• _TEXTE SOURCE_
━━━━━━━━━━

Dans ce contexte extrêmement inquiétant, sachant qu’une série d’États sera tôt ou tard confrontée à un risque concret de défaut de paiement par manque de liquidités et que le remboursement d’une dette illégitime est par principe inacceptable, il convient de se prononcer clairement pour une annulation des dettes illégitimes. Annulation dont le coût doit être supporté par les coupables de la crise, à savoir les institutions financières privées.

Pour des pays comme la Grèce, l’Irlande, le Portugal ou des pays d’Europe de l’Est (et en dehors de l’UE, des pays comme l’Islande), c’est-à -dire des pays qui sont soumis au chantage des spéculateurs, du FMI et d’autres organismes comme la Commission européenne, il convient de recourir à un moratoire unilatéral du remboursement de la dette publique. Cette proposition devient populaire dans les pays les plus touchés par la crise. A Dublin, fin novembre 2010, dans une enquête d’opinion réalisée par téléphone auprès de 500 personnes, 57 % des Irlandais interrogés se prononçaient en faveur d’une suspension du paiement de la dette (default, en anglais), plutôt que pour l’aide d’urgence du FMI et de Bruxelles. « Default ! say the people » (le peuple pour la suspension du paiement), titrait le Sunday Independent, principal quotidien de l’île. Selon le CADTM, un tel moratoire unilatéral doit être combiné à la réalisation d’un audit des emprunts publics (avec participation citoyenne). L’audit doit permettre d’apporter au gouvernement et à l’opinion publique les preuves et les arguments nécessaires à l’annulation/répudiation de la partie de la dette identifiée comme illégitime. Le droit international et le droit interne des pays offrent une base légale pour une telle action souveraine unilatérale d’annulation/répudiation.

━━━━━━━━━━

• _LIGNES DE DONNÉES_
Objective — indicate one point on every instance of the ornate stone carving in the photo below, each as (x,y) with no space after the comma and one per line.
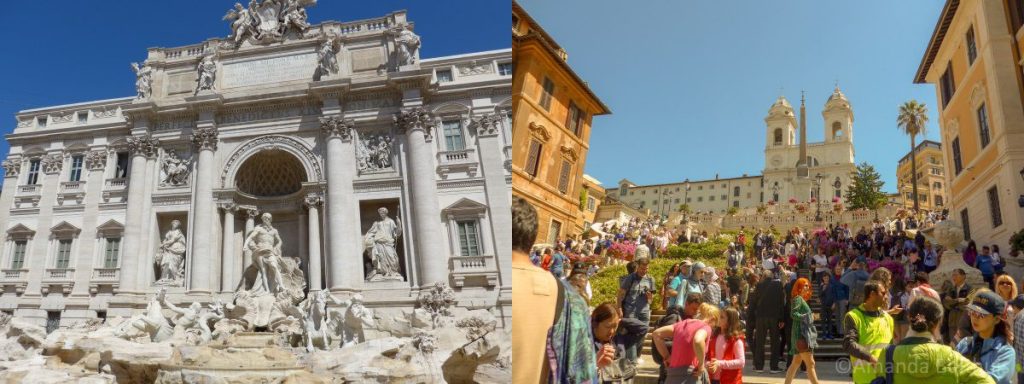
(52,163)
(487,125)
(205,138)
(171,257)
(417,118)
(96,160)
(11,167)
(146,145)
(207,69)
(143,81)
(373,153)
(380,242)
(407,44)
(327,58)
(267,20)
(175,170)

━━━━━━━━━━

• _ACTIONS À MENER_
• a. Pouvez-vous transcrire fidèlement le texte sur la dette publique entre « Dans ce contexte » et « institutions financières privées. », bornes comprises ?
• b. Pouvez-vous résumer le texte sur la dette publique en deux phrases ?

• _RÉSULTATS PAR TÂCHE_
• a.
Dans ce contexte extrêmement inquiétant, sachant qu’une série d’États sera tôt ou tard confrontée à un risque concret de défaut de paiement par manque de liquidités et que le remboursement d’une dette illégitime est par principe inacceptable, il convient de se prononcer clairement pour une annulation des dettes illégitimes. Annulation dont le coût doit être supporté par les coupables de la crise, à savoir les institutions financières privées.

• b. Il faut annuler les dettes illégitimes, et le coût de cette annulation doit être supporté par les coupables de la crise, à savoir les institutions financières privées. Les pays soumis au chantage des spéculateurs, du FMI et d'autres organismes, comme la Grèce, l'Irlande ou le Portugal, doivent recourir à un moratoire unilatéral du remboursement de leur dette publique, que le CADTM veut combiner à un audit des emprunts publics avec participation citoyenne.